Record set:

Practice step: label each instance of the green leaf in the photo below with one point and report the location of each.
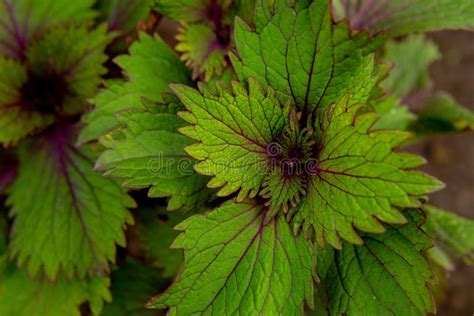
(67, 217)
(150, 68)
(132, 285)
(233, 130)
(400, 17)
(155, 230)
(303, 56)
(3, 234)
(184, 10)
(387, 275)
(235, 262)
(442, 114)
(411, 59)
(148, 151)
(123, 15)
(55, 80)
(22, 296)
(393, 115)
(200, 50)
(360, 180)
(22, 21)
(453, 233)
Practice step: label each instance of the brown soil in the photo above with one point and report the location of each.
(451, 157)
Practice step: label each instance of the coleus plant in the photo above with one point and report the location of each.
(269, 139)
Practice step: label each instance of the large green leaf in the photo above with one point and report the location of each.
(149, 151)
(150, 68)
(67, 217)
(22, 296)
(237, 263)
(233, 130)
(399, 17)
(156, 233)
(22, 21)
(387, 275)
(303, 56)
(360, 179)
(453, 233)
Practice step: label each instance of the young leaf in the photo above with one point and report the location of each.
(411, 59)
(452, 232)
(393, 115)
(442, 114)
(132, 285)
(235, 262)
(22, 296)
(387, 275)
(149, 151)
(67, 217)
(400, 17)
(22, 21)
(303, 56)
(156, 231)
(123, 15)
(201, 50)
(54, 80)
(234, 131)
(359, 179)
(150, 68)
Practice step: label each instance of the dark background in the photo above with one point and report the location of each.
(451, 158)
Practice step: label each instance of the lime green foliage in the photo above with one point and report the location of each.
(21, 21)
(72, 74)
(360, 179)
(410, 58)
(150, 67)
(149, 151)
(235, 262)
(67, 217)
(204, 35)
(156, 232)
(387, 275)
(3, 234)
(356, 177)
(201, 50)
(303, 56)
(442, 114)
(22, 296)
(452, 233)
(183, 10)
(123, 15)
(132, 285)
(233, 131)
(400, 17)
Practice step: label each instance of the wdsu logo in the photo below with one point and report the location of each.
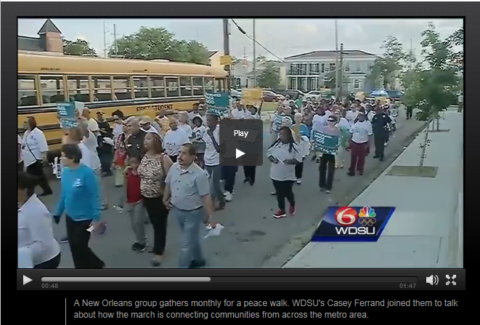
(353, 224)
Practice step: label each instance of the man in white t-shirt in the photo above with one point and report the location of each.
(91, 122)
(362, 133)
(212, 160)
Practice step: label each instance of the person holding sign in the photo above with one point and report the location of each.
(326, 141)
(360, 141)
(284, 154)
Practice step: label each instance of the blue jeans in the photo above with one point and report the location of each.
(229, 173)
(190, 246)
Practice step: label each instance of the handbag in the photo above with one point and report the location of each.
(164, 174)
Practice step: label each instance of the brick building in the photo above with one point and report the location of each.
(49, 40)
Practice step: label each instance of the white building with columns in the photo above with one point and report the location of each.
(307, 71)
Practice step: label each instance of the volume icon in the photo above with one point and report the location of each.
(432, 280)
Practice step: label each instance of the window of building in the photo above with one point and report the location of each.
(122, 88)
(208, 84)
(185, 86)
(358, 67)
(157, 85)
(78, 88)
(102, 88)
(27, 95)
(197, 83)
(171, 84)
(140, 86)
(219, 86)
(292, 83)
(54, 92)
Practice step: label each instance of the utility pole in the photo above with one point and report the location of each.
(226, 50)
(254, 57)
(105, 51)
(340, 71)
(337, 58)
(115, 39)
(411, 54)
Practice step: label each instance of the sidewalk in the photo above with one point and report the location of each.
(426, 230)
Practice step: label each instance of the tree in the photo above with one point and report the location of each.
(432, 85)
(385, 68)
(79, 47)
(159, 44)
(270, 76)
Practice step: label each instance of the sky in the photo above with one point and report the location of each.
(282, 37)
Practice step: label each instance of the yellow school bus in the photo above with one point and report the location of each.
(131, 86)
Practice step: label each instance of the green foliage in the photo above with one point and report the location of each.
(330, 80)
(385, 68)
(270, 76)
(432, 85)
(159, 44)
(79, 47)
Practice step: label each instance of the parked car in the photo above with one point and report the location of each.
(294, 94)
(313, 95)
(270, 96)
(235, 94)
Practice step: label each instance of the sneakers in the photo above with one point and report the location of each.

Request: Could you give again exactly the lines from the line containing "Practice step: label each instance of the brick" through the final line of the data above, and no others?

Answer to the problem:
Practice step: label each instance of the brick building in the photo above with one point and report the location of each.
(49, 40)
Practice step: label each instance of the white building with columns in the photo above with one point and report the location of each.
(307, 71)
Practice step: label each instance of the volume icon in the photo above with one point and report the location of each.
(432, 280)
Practice step: label each instance of the window of building in the photo above with one point and report the location of each.
(122, 88)
(208, 84)
(185, 86)
(358, 67)
(157, 85)
(78, 88)
(102, 88)
(27, 95)
(197, 83)
(171, 84)
(140, 86)
(219, 86)
(292, 83)
(54, 92)
Practice step: label each instance of the utility pole in the photo above with one point and report the location of each.
(226, 50)
(254, 57)
(105, 51)
(340, 71)
(337, 58)
(115, 39)
(411, 54)
Practice step: label each instance of the sidewalk in the photo above with one point and report the location of each.
(426, 230)
Practice step: label each instance of the tree in the photo above with one point and report the location of each.
(432, 85)
(385, 68)
(79, 47)
(159, 44)
(270, 76)
Practice step: label each instance of the sky in the photo above with one point and report the location of each.
(282, 37)
Practice step: label each instance of the yellow school bus in the photo above with one point and report the location of each.
(131, 86)
Practice step: label each instance of the green foliage in the photo above with one point and report the location of each.
(330, 80)
(385, 68)
(270, 76)
(432, 85)
(159, 44)
(79, 47)
Practice step: label each instance of the parked car in the photo above with one point and report the location of each.
(294, 94)
(313, 95)
(270, 96)
(235, 94)
Practice step: label each instance of the sneakers in the photo above with one point and report the location of each.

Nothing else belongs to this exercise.